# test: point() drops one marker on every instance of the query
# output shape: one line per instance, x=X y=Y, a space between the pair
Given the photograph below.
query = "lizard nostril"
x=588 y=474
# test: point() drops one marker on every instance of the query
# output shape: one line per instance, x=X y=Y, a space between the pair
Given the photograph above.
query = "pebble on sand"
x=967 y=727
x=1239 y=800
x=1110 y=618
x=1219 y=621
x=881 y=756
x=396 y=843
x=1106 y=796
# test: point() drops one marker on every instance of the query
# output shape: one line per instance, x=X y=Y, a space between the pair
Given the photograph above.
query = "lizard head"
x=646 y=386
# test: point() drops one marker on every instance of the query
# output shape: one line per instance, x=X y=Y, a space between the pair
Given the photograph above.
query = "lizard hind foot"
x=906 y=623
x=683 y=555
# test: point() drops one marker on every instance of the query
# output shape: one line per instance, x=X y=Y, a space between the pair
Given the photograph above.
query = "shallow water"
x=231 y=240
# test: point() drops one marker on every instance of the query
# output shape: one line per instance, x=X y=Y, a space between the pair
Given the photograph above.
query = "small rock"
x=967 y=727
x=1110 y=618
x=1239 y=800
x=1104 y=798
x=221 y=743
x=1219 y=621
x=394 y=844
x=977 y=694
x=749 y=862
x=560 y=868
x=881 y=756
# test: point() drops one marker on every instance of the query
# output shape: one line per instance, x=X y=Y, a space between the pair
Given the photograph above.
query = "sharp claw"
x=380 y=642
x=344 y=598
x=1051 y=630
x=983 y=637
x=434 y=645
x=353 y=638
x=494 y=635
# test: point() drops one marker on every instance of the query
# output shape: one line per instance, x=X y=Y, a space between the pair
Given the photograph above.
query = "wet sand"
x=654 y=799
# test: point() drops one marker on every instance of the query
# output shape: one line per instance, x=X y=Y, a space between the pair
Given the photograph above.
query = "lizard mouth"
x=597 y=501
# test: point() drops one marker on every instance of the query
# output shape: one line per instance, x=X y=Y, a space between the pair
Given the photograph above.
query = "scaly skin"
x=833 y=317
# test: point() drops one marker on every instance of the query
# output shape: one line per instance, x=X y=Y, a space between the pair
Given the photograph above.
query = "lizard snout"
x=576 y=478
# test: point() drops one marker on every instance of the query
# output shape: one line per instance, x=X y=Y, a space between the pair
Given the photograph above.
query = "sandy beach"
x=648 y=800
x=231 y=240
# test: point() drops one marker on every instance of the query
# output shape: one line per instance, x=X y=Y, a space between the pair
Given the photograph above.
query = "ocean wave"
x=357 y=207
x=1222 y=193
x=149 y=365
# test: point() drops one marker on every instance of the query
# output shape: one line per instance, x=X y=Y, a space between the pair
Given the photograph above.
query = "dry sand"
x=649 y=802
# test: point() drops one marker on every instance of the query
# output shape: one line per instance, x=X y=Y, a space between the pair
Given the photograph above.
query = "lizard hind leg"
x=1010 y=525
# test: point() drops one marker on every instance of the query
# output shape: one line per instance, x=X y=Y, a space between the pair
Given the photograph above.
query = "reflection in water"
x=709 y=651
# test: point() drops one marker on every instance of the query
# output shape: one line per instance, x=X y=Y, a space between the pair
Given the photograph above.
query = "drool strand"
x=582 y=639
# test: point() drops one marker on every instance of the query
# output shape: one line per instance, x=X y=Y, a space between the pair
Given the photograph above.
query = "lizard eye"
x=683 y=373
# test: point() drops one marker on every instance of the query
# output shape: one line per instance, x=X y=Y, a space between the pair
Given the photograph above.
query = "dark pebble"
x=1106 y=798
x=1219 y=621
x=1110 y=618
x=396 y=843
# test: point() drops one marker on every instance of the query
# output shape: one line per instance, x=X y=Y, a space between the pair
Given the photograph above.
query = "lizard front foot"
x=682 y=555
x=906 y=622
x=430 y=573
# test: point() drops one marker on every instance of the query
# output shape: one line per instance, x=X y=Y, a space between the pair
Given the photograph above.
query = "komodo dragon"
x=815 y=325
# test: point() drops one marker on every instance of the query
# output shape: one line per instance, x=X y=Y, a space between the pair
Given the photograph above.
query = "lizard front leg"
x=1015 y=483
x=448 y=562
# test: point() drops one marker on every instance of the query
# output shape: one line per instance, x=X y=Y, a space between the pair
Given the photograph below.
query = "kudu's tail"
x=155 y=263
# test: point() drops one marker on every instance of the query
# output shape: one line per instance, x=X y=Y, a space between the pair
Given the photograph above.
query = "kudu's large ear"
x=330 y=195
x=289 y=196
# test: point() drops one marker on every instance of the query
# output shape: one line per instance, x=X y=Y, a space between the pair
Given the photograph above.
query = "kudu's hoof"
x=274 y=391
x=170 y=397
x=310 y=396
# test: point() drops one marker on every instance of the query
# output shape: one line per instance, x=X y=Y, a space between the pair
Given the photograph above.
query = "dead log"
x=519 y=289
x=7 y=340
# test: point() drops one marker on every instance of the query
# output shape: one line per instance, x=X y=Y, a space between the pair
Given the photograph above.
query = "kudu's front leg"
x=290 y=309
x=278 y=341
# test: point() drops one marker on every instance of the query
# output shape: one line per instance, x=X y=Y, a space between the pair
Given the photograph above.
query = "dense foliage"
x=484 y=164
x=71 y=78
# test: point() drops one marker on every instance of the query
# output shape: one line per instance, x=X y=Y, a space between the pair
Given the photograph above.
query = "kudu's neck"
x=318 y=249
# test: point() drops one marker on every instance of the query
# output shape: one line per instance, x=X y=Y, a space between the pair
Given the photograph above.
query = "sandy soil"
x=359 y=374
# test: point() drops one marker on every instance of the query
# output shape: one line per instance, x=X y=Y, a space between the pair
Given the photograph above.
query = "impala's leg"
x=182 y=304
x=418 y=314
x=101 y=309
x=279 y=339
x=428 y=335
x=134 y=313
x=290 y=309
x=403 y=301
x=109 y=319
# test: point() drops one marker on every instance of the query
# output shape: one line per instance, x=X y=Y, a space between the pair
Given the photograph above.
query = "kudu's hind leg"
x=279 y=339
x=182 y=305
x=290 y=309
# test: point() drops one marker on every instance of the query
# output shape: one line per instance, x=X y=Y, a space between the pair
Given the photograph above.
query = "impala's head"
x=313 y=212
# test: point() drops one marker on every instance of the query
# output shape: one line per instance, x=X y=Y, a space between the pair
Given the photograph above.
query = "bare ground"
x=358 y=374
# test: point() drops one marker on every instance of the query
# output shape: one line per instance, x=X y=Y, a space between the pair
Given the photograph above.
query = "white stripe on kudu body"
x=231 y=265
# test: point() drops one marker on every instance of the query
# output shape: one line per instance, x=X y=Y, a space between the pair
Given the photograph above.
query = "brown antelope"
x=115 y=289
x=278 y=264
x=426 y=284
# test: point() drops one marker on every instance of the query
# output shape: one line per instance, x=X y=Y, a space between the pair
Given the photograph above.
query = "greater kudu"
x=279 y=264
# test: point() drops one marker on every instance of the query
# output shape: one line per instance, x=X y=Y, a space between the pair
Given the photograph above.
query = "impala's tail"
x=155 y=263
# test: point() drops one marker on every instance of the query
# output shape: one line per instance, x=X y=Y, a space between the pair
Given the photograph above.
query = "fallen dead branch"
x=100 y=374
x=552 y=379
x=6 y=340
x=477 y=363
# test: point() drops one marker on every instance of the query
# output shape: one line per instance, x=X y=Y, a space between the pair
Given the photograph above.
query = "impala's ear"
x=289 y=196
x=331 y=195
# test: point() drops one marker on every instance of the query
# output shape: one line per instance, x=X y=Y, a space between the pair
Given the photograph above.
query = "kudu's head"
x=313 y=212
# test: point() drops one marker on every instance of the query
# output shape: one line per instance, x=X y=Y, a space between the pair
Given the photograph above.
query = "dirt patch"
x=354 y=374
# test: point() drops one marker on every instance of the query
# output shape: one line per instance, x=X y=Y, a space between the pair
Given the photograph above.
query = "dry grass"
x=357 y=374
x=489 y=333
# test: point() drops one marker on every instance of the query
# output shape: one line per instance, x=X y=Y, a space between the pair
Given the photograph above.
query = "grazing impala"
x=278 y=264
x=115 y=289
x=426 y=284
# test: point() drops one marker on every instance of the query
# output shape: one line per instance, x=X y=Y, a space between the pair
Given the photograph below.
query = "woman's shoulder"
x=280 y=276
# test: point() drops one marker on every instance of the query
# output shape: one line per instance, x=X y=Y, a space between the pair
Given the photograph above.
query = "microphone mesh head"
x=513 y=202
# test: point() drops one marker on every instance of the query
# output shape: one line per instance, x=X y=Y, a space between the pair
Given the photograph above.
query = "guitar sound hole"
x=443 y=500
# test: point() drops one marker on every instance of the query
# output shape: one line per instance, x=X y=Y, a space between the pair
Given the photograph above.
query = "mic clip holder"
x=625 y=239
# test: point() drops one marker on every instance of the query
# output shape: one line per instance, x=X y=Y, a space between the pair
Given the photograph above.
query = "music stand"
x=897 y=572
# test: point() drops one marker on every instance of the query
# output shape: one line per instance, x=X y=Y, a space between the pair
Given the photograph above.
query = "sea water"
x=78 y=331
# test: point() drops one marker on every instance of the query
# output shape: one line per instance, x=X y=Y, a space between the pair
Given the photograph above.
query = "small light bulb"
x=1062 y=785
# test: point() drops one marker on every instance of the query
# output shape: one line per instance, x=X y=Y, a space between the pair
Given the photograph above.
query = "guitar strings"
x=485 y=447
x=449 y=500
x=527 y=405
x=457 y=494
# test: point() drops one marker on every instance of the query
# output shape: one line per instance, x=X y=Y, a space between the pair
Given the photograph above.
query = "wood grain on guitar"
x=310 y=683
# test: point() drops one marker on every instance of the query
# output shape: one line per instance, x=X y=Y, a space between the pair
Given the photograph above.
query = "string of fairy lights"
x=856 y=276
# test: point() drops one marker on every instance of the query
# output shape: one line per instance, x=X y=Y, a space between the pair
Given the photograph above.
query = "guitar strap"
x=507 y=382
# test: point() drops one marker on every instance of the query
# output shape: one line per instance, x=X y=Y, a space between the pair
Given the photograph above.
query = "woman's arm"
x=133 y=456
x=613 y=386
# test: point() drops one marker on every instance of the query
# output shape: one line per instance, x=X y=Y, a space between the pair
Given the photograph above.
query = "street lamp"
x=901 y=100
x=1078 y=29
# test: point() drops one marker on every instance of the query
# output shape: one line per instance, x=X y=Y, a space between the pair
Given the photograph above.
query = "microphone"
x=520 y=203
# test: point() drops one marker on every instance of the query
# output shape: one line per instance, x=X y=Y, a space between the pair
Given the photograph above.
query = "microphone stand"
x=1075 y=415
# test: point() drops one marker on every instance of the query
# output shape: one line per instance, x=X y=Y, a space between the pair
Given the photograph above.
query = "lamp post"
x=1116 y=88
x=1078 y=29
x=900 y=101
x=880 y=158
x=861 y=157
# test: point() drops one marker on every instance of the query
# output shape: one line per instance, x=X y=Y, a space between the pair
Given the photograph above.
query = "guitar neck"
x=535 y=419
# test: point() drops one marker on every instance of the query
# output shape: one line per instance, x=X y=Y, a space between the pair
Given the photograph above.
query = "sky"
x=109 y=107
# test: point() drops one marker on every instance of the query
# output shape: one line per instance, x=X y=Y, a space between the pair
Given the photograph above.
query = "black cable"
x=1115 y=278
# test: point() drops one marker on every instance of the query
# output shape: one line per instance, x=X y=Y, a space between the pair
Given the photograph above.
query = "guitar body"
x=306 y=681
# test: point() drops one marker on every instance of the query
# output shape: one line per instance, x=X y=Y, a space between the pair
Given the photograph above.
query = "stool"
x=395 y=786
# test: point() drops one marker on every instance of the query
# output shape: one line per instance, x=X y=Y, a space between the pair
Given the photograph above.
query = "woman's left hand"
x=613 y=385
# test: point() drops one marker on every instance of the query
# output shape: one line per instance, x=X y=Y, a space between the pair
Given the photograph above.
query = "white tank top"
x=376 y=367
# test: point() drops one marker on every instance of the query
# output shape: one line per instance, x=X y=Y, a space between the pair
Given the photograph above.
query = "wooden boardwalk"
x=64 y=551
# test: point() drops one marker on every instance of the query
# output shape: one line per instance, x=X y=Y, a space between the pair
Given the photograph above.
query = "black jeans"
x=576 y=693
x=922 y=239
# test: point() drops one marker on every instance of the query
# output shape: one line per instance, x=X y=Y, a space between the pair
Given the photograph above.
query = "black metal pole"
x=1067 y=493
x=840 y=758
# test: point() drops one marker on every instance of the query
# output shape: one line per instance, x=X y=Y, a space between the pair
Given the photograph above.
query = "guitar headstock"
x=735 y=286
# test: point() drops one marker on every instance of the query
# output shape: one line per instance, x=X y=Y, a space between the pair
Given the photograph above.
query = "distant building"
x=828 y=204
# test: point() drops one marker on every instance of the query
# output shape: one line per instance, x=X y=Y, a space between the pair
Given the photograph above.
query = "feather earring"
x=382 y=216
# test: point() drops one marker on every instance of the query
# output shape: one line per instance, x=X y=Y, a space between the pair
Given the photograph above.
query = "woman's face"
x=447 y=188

=== Task requirements ===
From the items above, copy out every line that contains the word "guitar".

=== Answer for this exercise ===
query = "guitar sound hole"
query = "guitar strings"
query = "wood grain on guitar"
query = "guitar strap"
query = "guitar neck"
query = "guitar body"
query = "guitar headstock"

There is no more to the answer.